**Task description**
Below, number the lines as a list, starting with the line that contains "Find the rock;" and continuing through the line that contains "260L144 182L88 210L76", both included. Leave out any blank lines.

┄┄┄┄┄┄┄┄┄┄┄┄┄┄┄┄┄┄┄┄

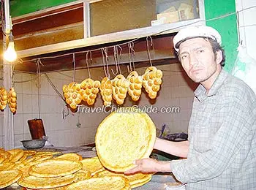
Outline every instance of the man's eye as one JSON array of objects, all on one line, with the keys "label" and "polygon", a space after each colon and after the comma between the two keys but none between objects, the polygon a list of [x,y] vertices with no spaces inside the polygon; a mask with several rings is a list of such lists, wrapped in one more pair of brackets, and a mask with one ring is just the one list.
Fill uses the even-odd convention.
[{"label": "man's eye", "polygon": [[184,58],[186,58],[187,57],[187,55],[183,55],[183,56],[181,56],[181,59],[184,59]]}]

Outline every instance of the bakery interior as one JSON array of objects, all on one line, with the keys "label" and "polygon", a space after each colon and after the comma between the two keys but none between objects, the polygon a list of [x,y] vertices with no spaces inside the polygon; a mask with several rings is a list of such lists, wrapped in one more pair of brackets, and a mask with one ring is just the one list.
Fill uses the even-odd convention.
[{"label": "bakery interior", "polygon": [[[63,86],[86,78],[127,77],[133,70],[142,75],[151,66],[162,72],[157,97],[151,99],[143,90],[135,102],[127,94],[120,106],[179,107],[178,113],[148,114],[158,136],[187,134],[197,84],[175,55],[174,35],[188,25],[215,26],[223,36],[228,63],[225,69],[231,72],[230,63],[236,59],[238,44],[245,45],[256,59],[255,6],[252,0],[2,0],[1,54],[11,31],[18,58],[12,63],[1,59],[0,86],[14,88],[17,110],[13,113],[7,106],[0,112],[0,147],[23,148],[20,141],[32,137],[28,121],[37,118],[48,137],[45,148],[93,152],[97,127],[110,112],[91,113],[103,106],[99,93],[93,104],[81,104],[91,113],[71,109]],[[119,106],[114,100],[112,105]],[[154,156],[173,159],[160,153]]]}]

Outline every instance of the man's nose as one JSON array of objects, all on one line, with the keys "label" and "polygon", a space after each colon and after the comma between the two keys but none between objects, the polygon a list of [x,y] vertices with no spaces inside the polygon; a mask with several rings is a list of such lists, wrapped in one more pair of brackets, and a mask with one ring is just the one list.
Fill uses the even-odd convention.
[{"label": "man's nose", "polygon": [[192,53],[189,58],[190,58],[189,64],[191,66],[194,66],[198,64],[197,57],[195,55],[195,53]]}]

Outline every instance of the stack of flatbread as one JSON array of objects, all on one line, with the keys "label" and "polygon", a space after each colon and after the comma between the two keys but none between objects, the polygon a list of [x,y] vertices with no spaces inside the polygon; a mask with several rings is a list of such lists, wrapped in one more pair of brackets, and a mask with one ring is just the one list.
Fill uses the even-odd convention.
[{"label": "stack of flatbread", "polygon": [[98,157],[0,148],[0,189],[17,183],[24,189],[129,190],[148,183],[151,174],[124,172],[135,167],[134,160],[149,156],[156,128],[146,113],[124,110],[111,113],[99,126]]}]

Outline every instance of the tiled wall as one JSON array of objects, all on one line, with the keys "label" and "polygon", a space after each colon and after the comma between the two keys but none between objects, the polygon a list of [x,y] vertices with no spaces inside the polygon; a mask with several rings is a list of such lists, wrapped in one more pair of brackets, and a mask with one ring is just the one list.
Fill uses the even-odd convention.
[{"label": "tiled wall", "polygon": [[246,48],[247,53],[256,60],[256,1],[236,0],[236,10],[239,12],[241,39]]},{"label": "tiled wall", "polygon": [[[170,132],[187,132],[187,125],[190,116],[193,93],[188,83],[193,84],[182,72],[180,65],[168,64],[159,66],[163,71],[163,83],[156,100],[151,101],[142,93],[138,106],[148,107],[152,104],[158,108],[161,107],[179,107],[179,113],[148,113],[158,128],[163,123],[166,123]],[[143,75],[145,68],[138,69],[140,75]],[[127,75],[126,67],[123,67],[124,75]],[[53,72],[47,74],[59,92],[62,94],[64,84],[72,82],[73,72]],[[91,69],[91,77],[101,80],[104,76],[102,68]],[[86,70],[78,70],[75,72],[76,81],[81,82],[88,77]],[[27,121],[39,118],[44,121],[45,129],[49,141],[55,146],[73,146],[93,142],[97,127],[108,113],[76,113],[69,111],[69,115],[63,118],[63,111],[67,111],[64,102],[51,87],[45,75],[41,77],[41,83],[37,83],[37,75],[16,73],[14,80],[15,88],[18,94],[18,110],[14,115],[15,145],[21,145],[20,141],[31,139]],[[19,81],[27,81],[18,83]],[[38,89],[37,85],[40,85]],[[38,92],[39,96],[38,96]],[[130,106],[134,102],[127,98],[124,105]],[[39,100],[39,113],[38,101]],[[98,96],[95,107],[102,107],[102,101]],[[80,128],[76,126],[80,123]],[[1,136],[2,134],[0,134]],[[0,137],[1,137],[0,136]]]}]

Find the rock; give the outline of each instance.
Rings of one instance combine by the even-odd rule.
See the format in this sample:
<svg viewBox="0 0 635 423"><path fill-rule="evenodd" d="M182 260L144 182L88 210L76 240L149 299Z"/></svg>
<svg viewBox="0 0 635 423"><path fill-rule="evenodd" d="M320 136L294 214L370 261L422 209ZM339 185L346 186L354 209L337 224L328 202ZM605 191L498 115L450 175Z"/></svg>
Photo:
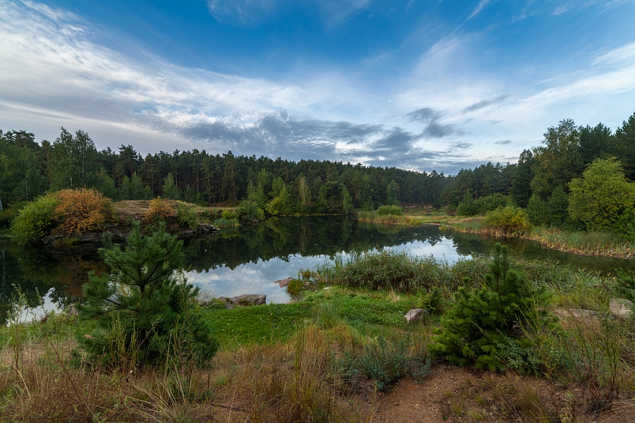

┄┄┄┄┄┄┄┄┄┄┄┄┄┄┄┄┄┄┄┄

**Reply**
1. Find the rock; give the outline of each instance.
2. Rings of one instance combine by the even-odd rule.
3. See the format in this sample:
4. <svg viewBox="0 0 635 423"><path fill-rule="evenodd" d="M182 260L144 182L88 210L76 240L149 299Z"/></svg>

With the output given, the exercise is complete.